*** THE DATA ***

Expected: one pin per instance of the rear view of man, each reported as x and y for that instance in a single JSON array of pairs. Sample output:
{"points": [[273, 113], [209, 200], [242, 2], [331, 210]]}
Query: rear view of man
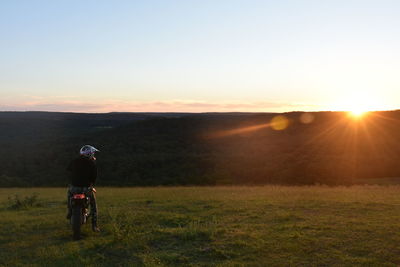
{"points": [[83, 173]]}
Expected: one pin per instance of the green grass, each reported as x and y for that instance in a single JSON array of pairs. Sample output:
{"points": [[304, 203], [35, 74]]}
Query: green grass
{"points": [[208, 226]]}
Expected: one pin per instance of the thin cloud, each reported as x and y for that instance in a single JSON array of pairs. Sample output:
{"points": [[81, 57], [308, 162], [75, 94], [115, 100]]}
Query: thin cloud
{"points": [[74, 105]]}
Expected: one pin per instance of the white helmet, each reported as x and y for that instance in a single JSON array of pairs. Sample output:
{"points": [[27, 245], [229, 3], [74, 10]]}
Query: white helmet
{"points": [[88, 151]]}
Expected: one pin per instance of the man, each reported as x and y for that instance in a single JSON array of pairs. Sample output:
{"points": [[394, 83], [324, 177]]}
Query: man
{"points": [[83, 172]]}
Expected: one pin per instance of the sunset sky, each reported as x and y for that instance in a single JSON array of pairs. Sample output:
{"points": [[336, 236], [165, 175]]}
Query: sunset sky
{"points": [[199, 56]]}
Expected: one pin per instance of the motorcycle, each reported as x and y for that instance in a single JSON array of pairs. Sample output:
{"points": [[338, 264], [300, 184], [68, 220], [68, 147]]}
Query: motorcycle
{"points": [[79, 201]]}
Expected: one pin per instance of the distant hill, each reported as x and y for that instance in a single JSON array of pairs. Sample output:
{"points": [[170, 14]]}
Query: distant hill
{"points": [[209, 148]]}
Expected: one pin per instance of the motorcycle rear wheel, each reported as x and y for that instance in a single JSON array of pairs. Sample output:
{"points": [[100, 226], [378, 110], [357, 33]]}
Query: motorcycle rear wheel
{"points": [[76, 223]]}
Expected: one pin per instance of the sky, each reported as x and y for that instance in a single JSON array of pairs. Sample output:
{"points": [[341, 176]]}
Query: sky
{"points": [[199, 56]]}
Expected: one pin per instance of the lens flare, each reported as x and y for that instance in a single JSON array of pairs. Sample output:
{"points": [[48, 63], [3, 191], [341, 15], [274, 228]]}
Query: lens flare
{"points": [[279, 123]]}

*** End of THE DATA ***

• BRIEF:
A word-for-word copy of all the data, without pictures, is the expected output.

• OUTPUT OF THE EXERCISE:
Expected: one pin per instance of the rear view of man, each reported as x and y for that instance in a single JSON array of pairs. Sample output:
{"points": [[273, 113], [209, 200], [242, 2], [331, 210]]}
Query: rear view of man
{"points": [[83, 173]]}
Expected: one pin per instance of the green grass, each reported as x and y for that instance in a single JSON array of pairs. Sample output:
{"points": [[304, 203], [35, 74]]}
Query: green grass
{"points": [[208, 226]]}
Expected: one pin per instance of the thin cloud, each reported as x and y for that instance in a single JSON array of pairs. Sample output:
{"points": [[81, 57], [308, 162], [75, 94], [115, 100]]}
Query: thin cloud
{"points": [[74, 105]]}
Expected: one pin per instance of the white helmet, each reported as x and y for that instance in a single JSON array of pairs. Sample output:
{"points": [[27, 245], [229, 3], [74, 10]]}
Query: white helmet
{"points": [[88, 151]]}
Expected: one pin per instance of the man, each reported as x and y for that instance in a single JSON array of pairs. Sample output:
{"points": [[394, 83], [324, 177]]}
Query: man
{"points": [[83, 172]]}
Expected: one pin per instance of the sunset sky, each reported as x and y for that instance in a single JSON array of pairs. Sample output:
{"points": [[336, 236], [165, 175]]}
Query: sunset sky
{"points": [[199, 56]]}
Expected: one pin per instance of the motorcycle, each reported as x and y for that instance in a single JSON array of pairs. Sample output:
{"points": [[338, 264], [300, 184], [68, 220], [68, 147]]}
Query: motorcycle
{"points": [[79, 201]]}
Expected: one pin per instance of the distant hill, each reported as x and y for that instance in a single JSON array of pairs. Sample output:
{"points": [[170, 14]]}
Query: distant hill
{"points": [[209, 148]]}
Expected: one pin per instance of the motorcycle rear wheel, each reported as x and y for that instance in a single JSON array of pairs. Sample output:
{"points": [[100, 226], [378, 110], [357, 33]]}
Query: motorcycle rear wheel
{"points": [[76, 223]]}
Expected: one pin per instance of the sky, each reported as x and y for that instance in a single JSON array of pairs. Sample output:
{"points": [[341, 176]]}
Query: sky
{"points": [[199, 56]]}
Expected: one pin per instance of the lens flare, each reported as x and y for that instance in a single JSON array of pairs. Sample output:
{"points": [[48, 63], [3, 191], [341, 15], [274, 228]]}
Query: lens flare
{"points": [[279, 123]]}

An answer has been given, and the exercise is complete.